▶ Task statement
Identify all lines in the listing that include the word "window", and copy them out.

▶ Dataset extract
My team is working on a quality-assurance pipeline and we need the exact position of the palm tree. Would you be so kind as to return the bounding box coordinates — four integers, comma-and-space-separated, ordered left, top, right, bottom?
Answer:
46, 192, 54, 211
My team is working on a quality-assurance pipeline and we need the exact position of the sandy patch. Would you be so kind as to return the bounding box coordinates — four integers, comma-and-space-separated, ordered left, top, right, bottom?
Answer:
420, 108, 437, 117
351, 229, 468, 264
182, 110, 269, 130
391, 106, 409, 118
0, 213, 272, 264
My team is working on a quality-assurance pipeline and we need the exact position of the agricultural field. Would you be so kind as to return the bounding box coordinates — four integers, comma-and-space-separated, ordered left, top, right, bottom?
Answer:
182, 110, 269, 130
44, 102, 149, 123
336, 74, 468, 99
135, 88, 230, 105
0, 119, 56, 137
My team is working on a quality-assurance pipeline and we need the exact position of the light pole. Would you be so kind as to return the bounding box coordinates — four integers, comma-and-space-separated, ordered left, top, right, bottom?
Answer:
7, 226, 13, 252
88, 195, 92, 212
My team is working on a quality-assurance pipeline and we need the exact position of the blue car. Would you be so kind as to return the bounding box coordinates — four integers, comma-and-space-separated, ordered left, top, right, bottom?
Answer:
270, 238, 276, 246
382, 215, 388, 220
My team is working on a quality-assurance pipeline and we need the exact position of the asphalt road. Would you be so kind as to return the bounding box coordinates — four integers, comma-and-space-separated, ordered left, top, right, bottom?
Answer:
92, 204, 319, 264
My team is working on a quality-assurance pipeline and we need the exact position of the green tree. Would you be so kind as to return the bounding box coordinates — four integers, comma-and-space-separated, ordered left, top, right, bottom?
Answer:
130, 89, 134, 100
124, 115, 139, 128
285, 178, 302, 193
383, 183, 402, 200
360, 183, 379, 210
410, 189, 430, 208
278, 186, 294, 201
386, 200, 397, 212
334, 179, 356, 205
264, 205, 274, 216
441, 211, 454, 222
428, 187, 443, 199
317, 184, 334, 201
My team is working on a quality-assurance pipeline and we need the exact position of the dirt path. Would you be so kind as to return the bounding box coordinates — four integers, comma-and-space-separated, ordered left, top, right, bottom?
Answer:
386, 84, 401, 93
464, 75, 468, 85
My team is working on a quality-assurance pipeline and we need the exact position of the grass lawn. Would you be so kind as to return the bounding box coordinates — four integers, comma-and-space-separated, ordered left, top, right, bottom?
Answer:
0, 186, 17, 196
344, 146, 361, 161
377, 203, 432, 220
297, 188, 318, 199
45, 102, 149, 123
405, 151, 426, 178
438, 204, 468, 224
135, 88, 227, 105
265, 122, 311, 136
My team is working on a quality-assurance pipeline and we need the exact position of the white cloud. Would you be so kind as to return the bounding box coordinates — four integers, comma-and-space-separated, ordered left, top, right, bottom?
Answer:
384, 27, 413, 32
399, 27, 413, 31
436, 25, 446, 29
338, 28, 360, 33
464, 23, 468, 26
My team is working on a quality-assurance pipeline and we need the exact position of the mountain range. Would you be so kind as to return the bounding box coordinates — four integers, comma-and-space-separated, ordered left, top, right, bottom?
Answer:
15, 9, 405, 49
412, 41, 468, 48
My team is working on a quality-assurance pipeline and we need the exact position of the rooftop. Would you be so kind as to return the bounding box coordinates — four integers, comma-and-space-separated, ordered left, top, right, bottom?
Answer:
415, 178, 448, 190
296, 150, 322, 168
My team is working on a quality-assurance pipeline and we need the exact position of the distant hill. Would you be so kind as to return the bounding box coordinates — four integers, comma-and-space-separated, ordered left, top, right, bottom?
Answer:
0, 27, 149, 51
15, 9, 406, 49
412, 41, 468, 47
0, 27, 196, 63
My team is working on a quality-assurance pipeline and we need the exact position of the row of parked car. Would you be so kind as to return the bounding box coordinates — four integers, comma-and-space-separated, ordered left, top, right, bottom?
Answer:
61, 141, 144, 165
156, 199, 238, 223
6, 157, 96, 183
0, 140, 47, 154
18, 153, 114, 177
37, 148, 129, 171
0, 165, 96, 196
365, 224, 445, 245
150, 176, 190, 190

==

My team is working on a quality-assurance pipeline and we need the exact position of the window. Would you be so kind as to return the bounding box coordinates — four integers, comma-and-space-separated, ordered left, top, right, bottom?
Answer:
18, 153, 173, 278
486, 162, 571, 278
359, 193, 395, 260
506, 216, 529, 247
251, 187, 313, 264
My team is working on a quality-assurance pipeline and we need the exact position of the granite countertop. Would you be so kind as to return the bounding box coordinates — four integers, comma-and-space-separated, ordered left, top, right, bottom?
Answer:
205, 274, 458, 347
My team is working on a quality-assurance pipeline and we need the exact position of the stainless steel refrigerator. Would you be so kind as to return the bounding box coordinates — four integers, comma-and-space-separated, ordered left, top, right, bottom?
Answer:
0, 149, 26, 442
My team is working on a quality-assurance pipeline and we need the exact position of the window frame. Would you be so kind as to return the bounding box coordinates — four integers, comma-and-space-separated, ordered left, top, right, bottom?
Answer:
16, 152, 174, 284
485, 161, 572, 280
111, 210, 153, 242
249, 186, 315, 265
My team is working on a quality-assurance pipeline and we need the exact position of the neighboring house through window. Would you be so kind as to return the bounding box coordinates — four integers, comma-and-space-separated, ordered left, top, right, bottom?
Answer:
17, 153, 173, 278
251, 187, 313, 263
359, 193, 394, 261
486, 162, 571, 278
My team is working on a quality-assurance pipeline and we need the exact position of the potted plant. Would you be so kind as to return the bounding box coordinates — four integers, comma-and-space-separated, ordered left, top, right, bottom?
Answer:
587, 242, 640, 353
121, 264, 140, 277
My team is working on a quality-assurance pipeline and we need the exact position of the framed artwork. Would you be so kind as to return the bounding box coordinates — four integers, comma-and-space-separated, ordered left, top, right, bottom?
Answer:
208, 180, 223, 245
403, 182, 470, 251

▶ Response to the task
My team is working on a quality-assurance pipeline and we need the exact position of the window. Would you be so kind as to return the bounding box coordinates — four integers, comma-and-space-separated, ordered left, top, right, bottom?
My team is working on a quality-assurance pipeline and we need the exact position of the window frame. Would you be so kind as to return the bounding box coordinates — four integers, comma-and-space-separated, ordered left, top, right, bottom?
My team is working on a quality-assurance pipeline and we need the exact position of the neighboring house through window. Would you be so kind as to return the bounding box coordinates — four integers, comma-and-space-separated, ordered left, top, right, bottom?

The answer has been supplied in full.